"Change" - biorąc pod uwagę wywrotowy program zwycięzcy wyborów w USA, to hasło z kampanii Baracka Obamy być może zostanie zrealizowane dopiero po jego wyprowadzce z Białego Domu. Słowo to oznacza jednak nie tylko "zmianę" ale i "drobne". Czy przez pana Trumpa będziemy mieć więcej drobnych, a mniej grubych?
Nadchodzące dni powinny wstępnie wyjaśnić, które pomysły z programu gospodarczego Trumpa mogą rzeczywiście być przekute w czyn. Na razie jesteśmy skazani na niepewność, która szaleje po świecie i zżera waluty rynków wschodzących, w tym naszego złotego.
Od świtu 9 listopada, kiedy jeszcze wydawało się, że wybory wygra Hillary Clinton do piątkowego wieczoru, a więc w ciągu trzech dni po wyborze Donalda Trumpa, złoty osłabił się wobec dolara o 6 proc. (z 3.85 do 4.08), a wobec funta o 6.5 proc. (z 4.82 do 5.13).
Spadek wobec innych twardych walut był mniejszy. Euro zdrożało o 2.5 proc. (z 4.32 do 4.42), a frank o 3 proc. (z 4 do 4.12).
Z dnia na dzień te spadki były coraz większe, co może oznaczać, że to jeszcze nie koniec. W tym tygodniu przekonamy się, jak mocno pan Trump zgniecie jeszcze naszą walutę. Tak czy inaczej będzie się trzeba chyba przyzwyczaić do słabszego złotego. Oznacza to nie tylko większe wydatki na raty kredytowe dla frankowiczów.
Będziemy mieć na przykład droższe paliwo. Nie da się zaprzeczyć, że cena ropy od chwili wyboru Trumpa spada - przecież od wiatraków i baterii ten Alpha Male One woli twardych wiertników z Teksasu i minimum ośmiocylindrowe motory w swoich samochodach o sugestywnych nazwach Camaro, Phantom albo Diablo. Jednak złoty zjeżdża w dół jeszcze szybciej niż ropa, więc będzie drożej w dystrybutorze. W ogóle przy słabszym złotym więcej zapłacimy za import, co sprawi, że czas deflacji w Polsce przejdzie do przeszłości już na dobre. Kłopot może mieć też rząd, czyli w efekcie my - podatnicy, bo - jeśli słabość złotego utrzyma się - droższa będzie obsługa długu, a przy amerykańskiej konkurencji, trudniej też będzie go finansować.
Po wygranych wyborach Donald Trump "zapomni" pewnie o wielu zapowiedziach. Z jego strony internetowej zniknął już choćby plan zamknięcia granic dla muzułmanów. Jednocześnie elekt nie wycofuje się nie tylko z zapowiedzi budowy muru na granicy z Meksykiem, ale też odgradzania amerykańskiej gospodarki od świata. W kampanii wyborczej zapowiadał renegocjacje umów handlowych, w tym NAFTA, czy nałożenie wysokich ceł na import z Chin. Pod wielkim znakiem zapytania staje też umowa o wolnym handlu z Europą, a francuski minister handlu Matthias Fekl mówi już nawet "TTIP umarło" i że "każdy to wie, chociaż na razie mało kto przyznaje".

━━━━━━

### Zadanie do wykonania
Proszę dopisać dalszy ciąg tekstu o słabnącym złotym po wyborze Trumpa, zaczynając zaraz po jego ostatnim zdaniu. Dane pochodzą z innego źródła niż tekst o słabnącym złotym.

━━━━━━

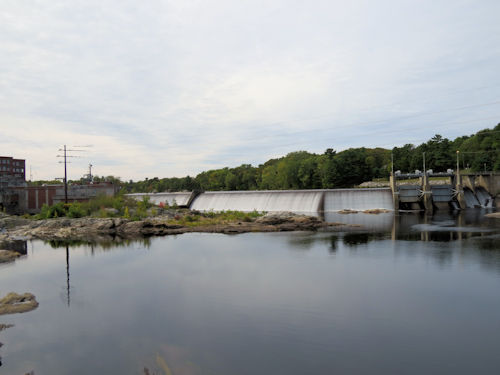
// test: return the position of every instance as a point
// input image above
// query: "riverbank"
(181, 221)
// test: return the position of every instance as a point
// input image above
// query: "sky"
(166, 88)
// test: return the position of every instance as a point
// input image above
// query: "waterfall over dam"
(264, 200)
(358, 199)
(181, 199)
(299, 201)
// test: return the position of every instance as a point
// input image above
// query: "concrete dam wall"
(299, 201)
(266, 200)
(357, 199)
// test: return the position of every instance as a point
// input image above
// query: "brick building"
(10, 167)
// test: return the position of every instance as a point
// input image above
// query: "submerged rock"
(14, 303)
(8, 256)
(376, 211)
(347, 211)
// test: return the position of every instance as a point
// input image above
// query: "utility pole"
(66, 156)
(424, 164)
(65, 179)
(392, 163)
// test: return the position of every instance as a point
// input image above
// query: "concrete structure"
(12, 167)
(462, 191)
(30, 199)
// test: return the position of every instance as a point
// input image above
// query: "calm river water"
(412, 295)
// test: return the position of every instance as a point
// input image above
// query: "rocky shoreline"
(92, 229)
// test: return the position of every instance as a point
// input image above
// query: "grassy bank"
(129, 208)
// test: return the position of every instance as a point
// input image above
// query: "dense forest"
(305, 170)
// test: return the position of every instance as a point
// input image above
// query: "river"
(409, 294)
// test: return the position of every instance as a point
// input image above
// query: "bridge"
(462, 190)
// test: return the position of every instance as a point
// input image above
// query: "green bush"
(76, 210)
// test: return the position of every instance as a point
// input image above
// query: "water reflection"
(247, 304)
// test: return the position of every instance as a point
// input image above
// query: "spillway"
(358, 199)
(484, 197)
(182, 199)
(470, 199)
(300, 201)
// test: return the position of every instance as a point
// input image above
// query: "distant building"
(10, 167)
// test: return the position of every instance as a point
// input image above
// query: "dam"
(422, 193)
(310, 202)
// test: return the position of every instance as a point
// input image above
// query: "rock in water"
(14, 303)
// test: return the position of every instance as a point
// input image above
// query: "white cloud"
(175, 87)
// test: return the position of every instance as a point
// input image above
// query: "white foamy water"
(247, 201)
(358, 199)
(484, 197)
(470, 199)
(178, 198)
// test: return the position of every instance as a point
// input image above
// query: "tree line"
(331, 169)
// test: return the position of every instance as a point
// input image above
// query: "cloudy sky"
(169, 88)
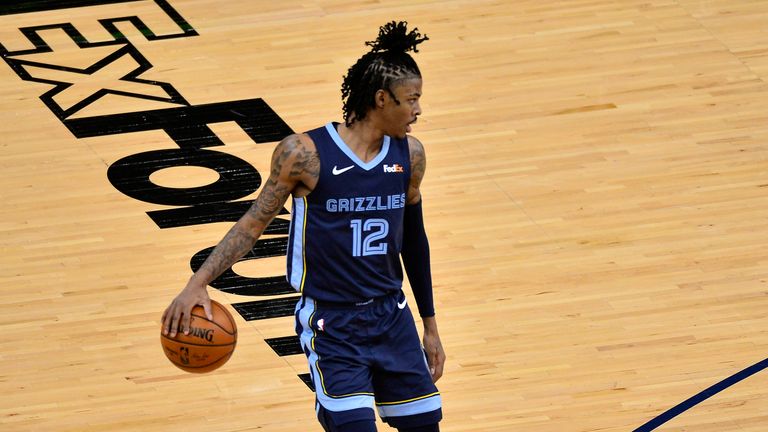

━━━━━━

### Odpowiedź do zadania
Trump zapowiadał, że będzie utrudniał korporacjom przenoszenie produkcji za granicę, by przywracać miejsca pracy zwykłym Amerykanom, których realne zarobki spadają od lat 70. To zła wiadomość przede wszystkim dla wielkich globalnych korporacji, które dawno utworzyły międzynarodowe łańcuchy dostaw. Kraje takie jak Polska, uzależnione od zagranicznego kapitału, też mają jednak zmartwienie. Wicepremier Mateusz Morawiecki chwilę po wyborach ogłosił co prawda, że amerykańskie firmy rozważają ponad 50 inwestycji w Polsce, ale nie wiadomo, czy wybór Trumpa nie zmieni im kalkulacji.
Polskiej gospodarce nie pomoże też fakt, że znajdziemy się teraz w obszarze jeszcze większej niepewności politycznej. Donald Trump już nazwał list od Władimira Putina "bardzo pięknym", co może zwiastować ważne dla naszego kraju i okolicy geopolityczne przemeblowanie. Władimir Putin doskonale rozumie, że bombardowany krytyką Trump potrzebuje partnerów. Zaledwie zdawkowy telegram od prezydenta Chin albo pogardliwe wypowiedzi typu: "On myśli, że Bruksela to jakaś wieś, pewnie poczekamy ze dwa lata, zanim nauczymy go Europy" szefa komisji europejskiej, tylko spychają Trumpa w stronę Kremla. Na razie nie widać, by rządzący w Polsce mieli jakąś odpowiedź na list przesłany z Kremla do Trump Tower w Nowym Jorku. Albo wiedzą więcej niż my, albo wybór Trumpa ich zaskoczył i na razie udają, że Kościuszko i Pułaski wystarczą...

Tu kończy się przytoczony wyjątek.